### Set problem
Convert all of the material below into a Markdown table with the columns Row and Line, numbering each line and skipping blank lines. Leave the pictures out.

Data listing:
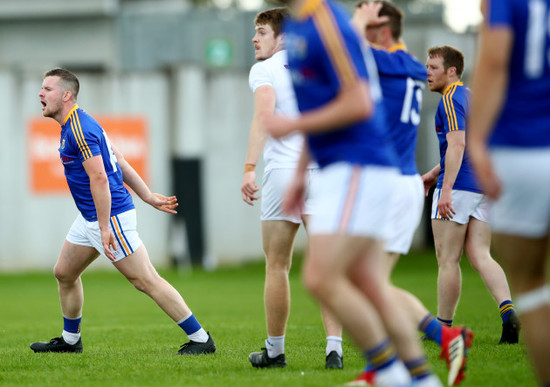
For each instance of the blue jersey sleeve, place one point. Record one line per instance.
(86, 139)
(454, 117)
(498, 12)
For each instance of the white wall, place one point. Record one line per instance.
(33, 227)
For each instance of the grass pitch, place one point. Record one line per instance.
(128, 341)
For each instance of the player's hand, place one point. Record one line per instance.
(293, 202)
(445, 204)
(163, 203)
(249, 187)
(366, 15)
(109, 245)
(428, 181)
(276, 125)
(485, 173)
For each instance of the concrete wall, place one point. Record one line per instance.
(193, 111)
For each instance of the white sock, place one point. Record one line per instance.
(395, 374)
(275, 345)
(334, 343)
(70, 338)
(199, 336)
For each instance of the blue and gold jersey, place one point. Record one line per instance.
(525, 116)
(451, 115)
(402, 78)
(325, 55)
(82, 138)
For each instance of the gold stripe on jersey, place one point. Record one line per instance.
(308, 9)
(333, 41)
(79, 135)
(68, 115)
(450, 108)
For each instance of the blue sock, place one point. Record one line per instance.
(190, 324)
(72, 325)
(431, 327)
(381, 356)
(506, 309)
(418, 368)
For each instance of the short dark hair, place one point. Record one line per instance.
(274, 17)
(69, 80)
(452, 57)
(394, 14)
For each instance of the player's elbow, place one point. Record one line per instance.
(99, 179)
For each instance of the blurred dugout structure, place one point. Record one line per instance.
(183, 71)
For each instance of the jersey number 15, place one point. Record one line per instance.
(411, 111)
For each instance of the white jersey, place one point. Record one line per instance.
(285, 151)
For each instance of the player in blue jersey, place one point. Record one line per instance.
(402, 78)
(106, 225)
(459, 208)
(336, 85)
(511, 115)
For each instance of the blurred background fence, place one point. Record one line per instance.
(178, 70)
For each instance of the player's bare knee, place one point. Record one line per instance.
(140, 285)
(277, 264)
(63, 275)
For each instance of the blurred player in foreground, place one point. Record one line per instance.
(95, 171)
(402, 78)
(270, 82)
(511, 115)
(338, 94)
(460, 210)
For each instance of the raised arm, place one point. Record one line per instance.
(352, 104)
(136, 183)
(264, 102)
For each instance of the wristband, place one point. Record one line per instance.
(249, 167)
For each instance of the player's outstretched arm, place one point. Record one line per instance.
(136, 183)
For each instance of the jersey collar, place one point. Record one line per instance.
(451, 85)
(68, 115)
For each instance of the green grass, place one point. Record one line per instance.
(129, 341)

### Answer to this task
| Row | Line |
|---|---|
| 1 | For each instance of the blue jersey sleeve, place one point. Record one line per instance. |
| 2 | (86, 139) |
| 3 | (454, 117) |
| 4 | (498, 12) |
| 5 | For each instance of the white wall, place one point. Record one line per instance. |
| 6 | (33, 227) |
| 7 | For each instance of the grass pitch, place one point. Record one line per instance. |
| 8 | (128, 341) |
| 9 | For each instance of the player's hand, place one point. Record one line per instance. |
| 10 | (293, 202) |
| 11 | (445, 204) |
| 12 | (163, 203) |
| 13 | (249, 187) |
| 14 | (366, 15) |
| 15 | (109, 245) |
| 16 | (428, 181) |
| 17 | (276, 125) |
| 18 | (485, 173) |
| 19 | For each instance of the concrete wall, place one point. Record one line per instance. |
| 20 | (193, 111) |
| 21 | For each instance of the white sock, place one point. Record one line per instance. |
| 22 | (395, 374) |
| 23 | (275, 345) |
| 24 | (334, 343) |
| 25 | (70, 338) |
| 26 | (199, 336) |
| 27 | For each instance of the blue and gold jersey, place one point. Record one line per instance. |
| 28 | (525, 116) |
| 29 | (451, 115) |
| 30 | (402, 78) |
| 31 | (325, 55) |
| 32 | (82, 138) |
| 33 | For each instance of the gold stripe on jersey, place one point. Record one line per instance. |
| 34 | (308, 9) |
| 35 | (333, 41) |
| 36 | (79, 135) |
| 37 | (68, 115) |
| 38 | (450, 108) |
| 39 | For each instance of the blue sock, place one point. Record one line per instance. |
| 40 | (190, 324) |
| 41 | (72, 325) |
| 42 | (431, 327) |
| 43 | (381, 356) |
| 44 | (506, 309) |
| 45 | (418, 368) |
| 46 | For each instance of the short dark hair, place one point. Record one line per instance. |
| 47 | (274, 17) |
| 48 | (69, 80) |
| 49 | (452, 57) |
| 50 | (394, 14) |
| 51 | For each instance of the player's elbow, place one point. Record one line per instance. |
| 52 | (99, 179) |
| 53 | For each instance of the blurred dugout structure, place one point. Record one line per instance. |
| 54 | (183, 71) |
| 55 | For each instance of the jersey number 15, place one point. Record one line per instance. |
| 56 | (411, 111) |
| 57 | For each instance of the white jersey, place one point. Record one line per instance. |
| 58 | (285, 151) |
| 59 | For each instance of the player in blue jersey, place one point. Record one line per instance. |
| 60 | (402, 78) |
| 61 | (106, 225) |
| 62 | (459, 208) |
| 63 | (336, 85) |
| 64 | (511, 115) |
| 65 | For each instance of the blurred background fence, place one point. Record one line per instance. |
| 66 | (178, 70) |
| 67 | For each instance of the player's bare knee, place one point. Record one line per instance. |
| 68 | (140, 285) |
| 69 | (277, 264) |
| 70 | (63, 275) |
| 71 | For each instance of the blurred player in foreground, place one point. Record one line per instance. |
| 72 | (95, 171) |
| 73 | (402, 78) |
| 74 | (270, 82) |
| 75 | (511, 115) |
| 76 | (338, 94) |
| 77 | (460, 210) |
| 78 | For each instance of the raised arm, place one point. Record one line per instance. |
| 79 | (352, 104) |
| 80 | (136, 183) |
| 81 | (264, 102) |
| 82 | For each instance of the wristband, place one point. Record one line per instance. |
| 83 | (249, 167) |
| 84 | For each instance of the player's outstretched arm, place one point. Record one line per instance. |
| 85 | (136, 183) |
| 86 | For each instance of the jersey collar, place one point. Record one line per instance. |
| 87 | (451, 85) |
| 88 | (68, 115) |
| 89 | For each instance of the green grass, place one point. Record one line per instance. |
| 90 | (129, 341) |